Set exercise:
Pull out every line of the listing below that contains the string "pink", and copy each one in full.

[Excerpts from point annotation data]
################

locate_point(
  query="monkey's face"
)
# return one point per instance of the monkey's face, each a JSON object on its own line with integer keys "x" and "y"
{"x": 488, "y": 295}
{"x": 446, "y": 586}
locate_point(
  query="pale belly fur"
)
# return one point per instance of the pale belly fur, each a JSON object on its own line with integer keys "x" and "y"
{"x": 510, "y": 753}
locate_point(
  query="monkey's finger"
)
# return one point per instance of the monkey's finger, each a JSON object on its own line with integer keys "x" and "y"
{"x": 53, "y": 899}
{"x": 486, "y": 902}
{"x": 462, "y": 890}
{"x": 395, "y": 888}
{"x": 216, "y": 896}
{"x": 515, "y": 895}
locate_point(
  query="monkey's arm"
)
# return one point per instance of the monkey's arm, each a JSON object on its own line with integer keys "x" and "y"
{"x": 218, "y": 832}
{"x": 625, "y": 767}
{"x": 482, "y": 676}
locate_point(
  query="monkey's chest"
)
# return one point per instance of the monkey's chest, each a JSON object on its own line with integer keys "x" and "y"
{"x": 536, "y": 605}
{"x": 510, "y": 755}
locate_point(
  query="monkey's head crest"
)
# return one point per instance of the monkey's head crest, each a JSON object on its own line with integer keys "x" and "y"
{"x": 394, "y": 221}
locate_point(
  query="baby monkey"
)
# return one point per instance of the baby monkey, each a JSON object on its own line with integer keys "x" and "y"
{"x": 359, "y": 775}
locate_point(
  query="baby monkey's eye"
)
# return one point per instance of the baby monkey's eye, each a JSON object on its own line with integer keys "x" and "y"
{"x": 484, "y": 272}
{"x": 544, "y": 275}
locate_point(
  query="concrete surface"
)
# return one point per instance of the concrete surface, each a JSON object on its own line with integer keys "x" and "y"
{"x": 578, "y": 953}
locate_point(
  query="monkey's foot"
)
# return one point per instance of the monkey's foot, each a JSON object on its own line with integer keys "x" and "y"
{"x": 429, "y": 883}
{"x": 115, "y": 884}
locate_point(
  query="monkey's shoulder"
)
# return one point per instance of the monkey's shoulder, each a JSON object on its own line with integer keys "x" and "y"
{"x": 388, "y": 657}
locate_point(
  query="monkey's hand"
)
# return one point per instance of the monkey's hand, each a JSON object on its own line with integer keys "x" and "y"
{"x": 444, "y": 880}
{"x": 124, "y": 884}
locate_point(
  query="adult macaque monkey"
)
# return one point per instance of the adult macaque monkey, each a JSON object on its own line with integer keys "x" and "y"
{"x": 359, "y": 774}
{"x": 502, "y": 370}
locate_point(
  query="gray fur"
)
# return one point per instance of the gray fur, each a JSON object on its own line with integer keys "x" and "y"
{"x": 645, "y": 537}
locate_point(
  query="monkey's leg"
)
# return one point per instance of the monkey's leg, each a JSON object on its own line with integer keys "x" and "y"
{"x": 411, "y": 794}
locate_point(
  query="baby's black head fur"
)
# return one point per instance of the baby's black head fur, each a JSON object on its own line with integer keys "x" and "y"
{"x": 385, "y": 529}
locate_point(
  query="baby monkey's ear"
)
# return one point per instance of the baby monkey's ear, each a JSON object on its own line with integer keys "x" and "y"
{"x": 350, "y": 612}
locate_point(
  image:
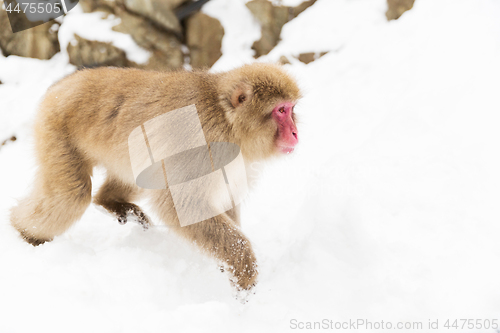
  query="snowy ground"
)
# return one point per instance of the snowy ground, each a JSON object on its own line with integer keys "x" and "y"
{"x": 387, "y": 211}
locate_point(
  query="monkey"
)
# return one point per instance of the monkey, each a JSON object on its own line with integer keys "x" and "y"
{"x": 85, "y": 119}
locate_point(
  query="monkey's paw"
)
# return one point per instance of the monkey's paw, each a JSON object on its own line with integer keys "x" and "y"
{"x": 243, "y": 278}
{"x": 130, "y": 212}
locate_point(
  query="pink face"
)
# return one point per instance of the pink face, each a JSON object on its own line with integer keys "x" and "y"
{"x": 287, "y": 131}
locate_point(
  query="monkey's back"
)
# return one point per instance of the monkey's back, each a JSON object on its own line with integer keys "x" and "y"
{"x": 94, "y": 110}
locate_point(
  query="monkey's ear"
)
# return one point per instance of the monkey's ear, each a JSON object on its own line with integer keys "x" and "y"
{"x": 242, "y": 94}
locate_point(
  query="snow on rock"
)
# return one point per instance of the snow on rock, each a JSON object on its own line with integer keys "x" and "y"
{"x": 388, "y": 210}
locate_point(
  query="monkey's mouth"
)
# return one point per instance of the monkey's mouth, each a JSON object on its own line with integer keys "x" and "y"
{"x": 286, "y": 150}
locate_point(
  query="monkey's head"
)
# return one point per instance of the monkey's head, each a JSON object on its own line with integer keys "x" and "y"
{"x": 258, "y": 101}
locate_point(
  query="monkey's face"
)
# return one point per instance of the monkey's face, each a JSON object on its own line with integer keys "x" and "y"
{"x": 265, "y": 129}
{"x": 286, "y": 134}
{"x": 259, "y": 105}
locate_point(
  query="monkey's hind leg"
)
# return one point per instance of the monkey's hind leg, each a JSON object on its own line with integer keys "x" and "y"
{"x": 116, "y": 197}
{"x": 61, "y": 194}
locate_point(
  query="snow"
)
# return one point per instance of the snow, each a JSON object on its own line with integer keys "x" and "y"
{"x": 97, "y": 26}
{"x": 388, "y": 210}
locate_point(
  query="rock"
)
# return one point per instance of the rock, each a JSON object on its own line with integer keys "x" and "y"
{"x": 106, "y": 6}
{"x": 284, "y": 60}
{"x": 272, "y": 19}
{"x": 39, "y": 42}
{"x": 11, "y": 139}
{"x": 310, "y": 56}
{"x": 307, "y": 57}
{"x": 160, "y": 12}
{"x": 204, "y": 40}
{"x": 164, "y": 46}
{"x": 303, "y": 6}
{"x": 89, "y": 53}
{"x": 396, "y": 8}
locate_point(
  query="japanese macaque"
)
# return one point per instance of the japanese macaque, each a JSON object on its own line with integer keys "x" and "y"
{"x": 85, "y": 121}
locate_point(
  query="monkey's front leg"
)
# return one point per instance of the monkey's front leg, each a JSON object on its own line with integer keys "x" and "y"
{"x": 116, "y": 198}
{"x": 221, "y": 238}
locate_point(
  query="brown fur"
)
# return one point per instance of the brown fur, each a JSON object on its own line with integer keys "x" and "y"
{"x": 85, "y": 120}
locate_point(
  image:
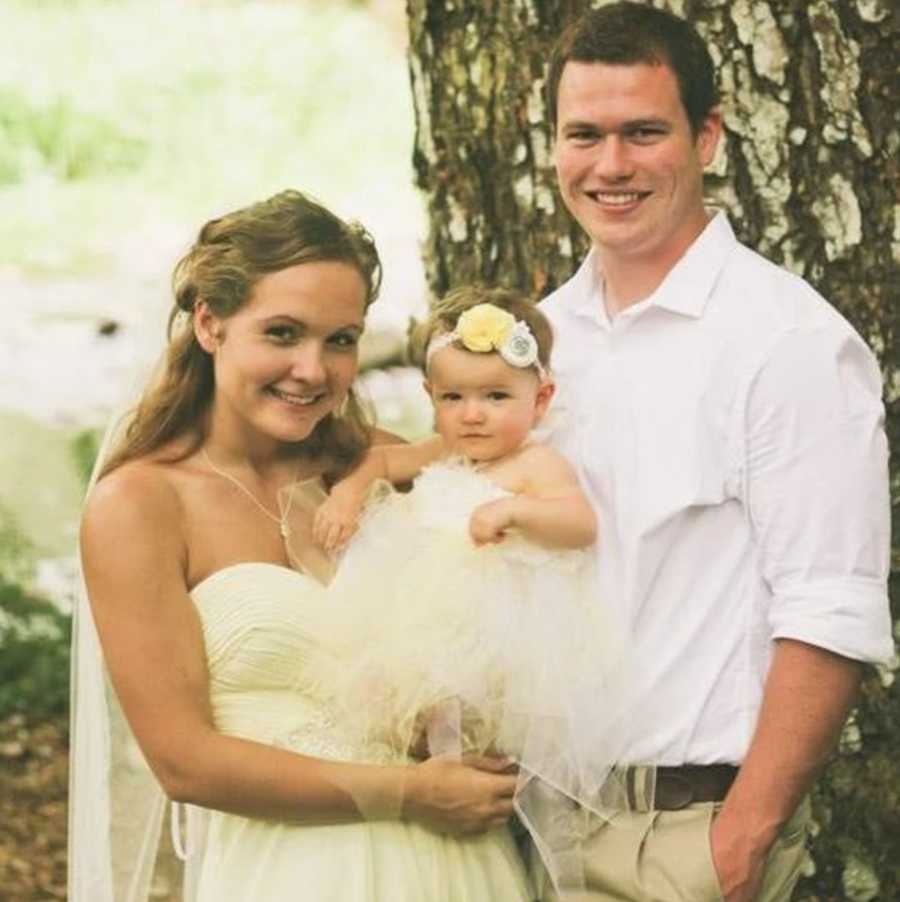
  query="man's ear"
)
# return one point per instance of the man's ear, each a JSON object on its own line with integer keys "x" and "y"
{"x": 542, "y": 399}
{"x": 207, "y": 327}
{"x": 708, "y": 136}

################

Task result:
  query="pink face"
# return one point per instance of the pink face, each a JSON object on its own line with integer keys "x" and "y"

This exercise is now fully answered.